STATED PROBLEM 1 ▸
Format the lines of the dataset excerpt records below as a JSON list of strings, one string per line, with blank lines dropped. Omit the picture placeholders from the list.

QUOTED PASSAGE ▸
——
Charles VIII (Swedish: Karl; c. 1408–1470), contemporaneously known as Charles II and called Charles I in Norwegian context, was king of Sweden (1448–1457, 1464–1465 and 1467–1470) and king of Norway (1449–1450).

Regnal name[edit]

Charles was the second Swedish king by the name of Charles (Karl). Charles VIII is a posthumous invention, counting backwards from Charles IX (r. 1604–1611) who adopted his numeral according to a fictitious history of Sweden. Six others before Charles VII are unknown to any sources before Johannes Magnus's 16th century book Historia de omnibus gothorum sueonumque regibus, and are considered his invention. Charles was the first Swedish monarch of the name to actually use a regnal number as Charles II (later retrospectively renumbered VIII), on his wife's tombstone (1451) at Vadstena.[3]

Early life[edit]

Karl Knutsson was born in October 1408 or 1409, at Ekholmen Castle, the son of Knut Tordsson (Bonde), knight and member of the privy council (riksråd), and Margareta Karlsdotter (Sparre av Tofta), the only daughter and heiress of Charles Ulvsson, Lord of Tofta. His father Knut was first cousin of Erik Johansson Vasa's father. His first marriage, in 1428, to Birgitta Turesdotter (Bielke) (died 1436) gave him his daughter Christina. His second marriage, in 1438, to Catherine (Gumsehuvud, died in 1450) produced his second daughter Magdalena, who married Ivar Axelsson (Tott). He also had two children by his third wife (and former mistress) Christina Abrahamsdotter, Anna and Karl. His father was said by contemporary legends to descend from a younger brother of King Eric IX (Saint Eric). His mother, an important heiress, descended from Jarl Charles the Deaf and consequently from some ancient Folkunge earls of Sweden, as well as from Ingegerd Knutsdotter, a daughter of Canute IV of Denmark and Adela of Flanders.
——
(Dataset excerpt)

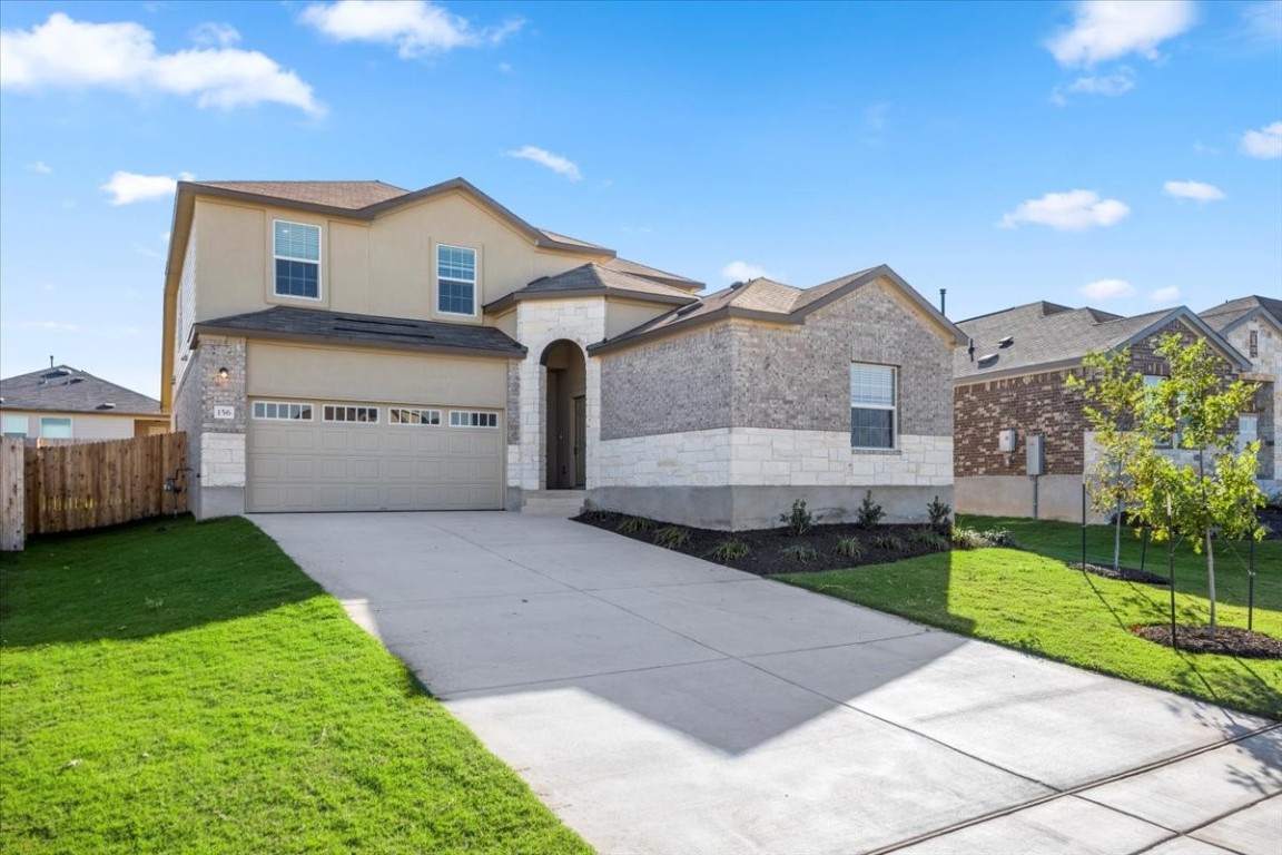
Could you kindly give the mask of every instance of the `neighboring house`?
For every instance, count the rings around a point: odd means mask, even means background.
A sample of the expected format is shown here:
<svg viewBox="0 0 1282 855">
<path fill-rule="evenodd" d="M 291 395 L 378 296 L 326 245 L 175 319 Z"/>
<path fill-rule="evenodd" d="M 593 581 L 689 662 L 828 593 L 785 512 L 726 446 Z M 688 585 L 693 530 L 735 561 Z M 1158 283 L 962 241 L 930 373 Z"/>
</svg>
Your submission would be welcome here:
<svg viewBox="0 0 1282 855">
<path fill-rule="evenodd" d="M 1067 379 L 1092 350 L 1129 349 L 1132 368 L 1158 382 L 1170 370 L 1154 347 L 1178 333 L 1188 342 L 1205 338 L 1224 378 L 1251 368 L 1183 306 L 1124 318 L 1038 301 L 958 327 L 969 338 L 953 363 L 958 513 L 1081 520 L 1083 473 L 1099 450 L 1082 391 Z"/>
<path fill-rule="evenodd" d="M 165 433 L 160 401 L 68 365 L 0 379 L 5 436 L 91 442 Z"/>
<path fill-rule="evenodd" d="M 729 529 L 951 501 L 964 338 L 890 268 L 699 297 L 462 178 L 182 182 L 172 233 L 163 400 L 200 517 L 568 495 Z"/>
<path fill-rule="evenodd" d="M 1242 377 L 1260 385 L 1255 413 L 1242 417 L 1244 440 L 1260 440 L 1260 485 L 1282 490 L 1282 300 L 1250 296 L 1199 313 L 1215 332 L 1251 361 Z"/>
</svg>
——
STATED PROBLEM 2 ▸
Using the passage on Charles VIII, answer these questions:
(a) During which years was he king of Norway?
(b) At which castle was he born?
(c) Where was the tombstone on which he used the regnal number Charles II?

TASK RESPONSE 1 ▸
[
  "Could you kindly give the mask of every instance of the `neighboring house`?",
  "For every instance, count the rings around a point: odd means mask, even means background.",
  "A sample of the expected format is shown here:",
  "<svg viewBox=\"0 0 1282 855\">",
  "<path fill-rule=\"evenodd\" d=\"M 291 395 L 378 296 L 326 245 L 175 319 Z\"/>",
  "<path fill-rule=\"evenodd\" d=\"M 593 581 L 689 662 L 828 593 L 785 512 L 726 446 Z M 688 585 L 693 530 L 735 561 Z M 1158 283 L 962 241 L 930 373 Z\"/>",
  "</svg>",
  "Your submission would be welcome here:",
  "<svg viewBox=\"0 0 1282 855\">",
  "<path fill-rule=\"evenodd\" d=\"M 1067 379 L 1092 350 L 1129 349 L 1132 368 L 1158 382 L 1170 370 L 1154 347 L 1178 333 L 1188 342 L 1205 338 L 1224 378 L 1251 368 L 1183 306 L 1124 318 L 1038 301 L 958 327 L 969 338 L 953 363 L 958 513 L 1081 520 L 1083 473 L 1099 450 L 1082 391 Z\"/>",
  "<path fill-rule=\"evenodd\" d=\"M 165 433 L 160 401 L 68 365 L 0 379 L 5 436 L 91 442 Z\"/>",
  "<path fill-rule=\"evenodd\" d=\"M 729 529 L 951 501 L 964 338 L 890 268 L 699 297 L 462 178 L 182 182 L 172 233 L 163 400 L 200 517 L 568 495 Z\"/>",
  "<path fill-rule=\"evenodd\" d=\"M 1242 377 L 1260 385 L 1255 413 L 1242 417 L 1244 440 L 1260 440 L 1260 485 L 1282 490 L 1282 300 L 1250 296 L 1199 313 L 1215 332 L 1251 361 Z\"/>",
  "</svg>"
]

TASK RESPONSE 2 ▸
(a) 1449–1450
(b) Ekholmen Castle
(c) Vadstena, on his wife's tombstone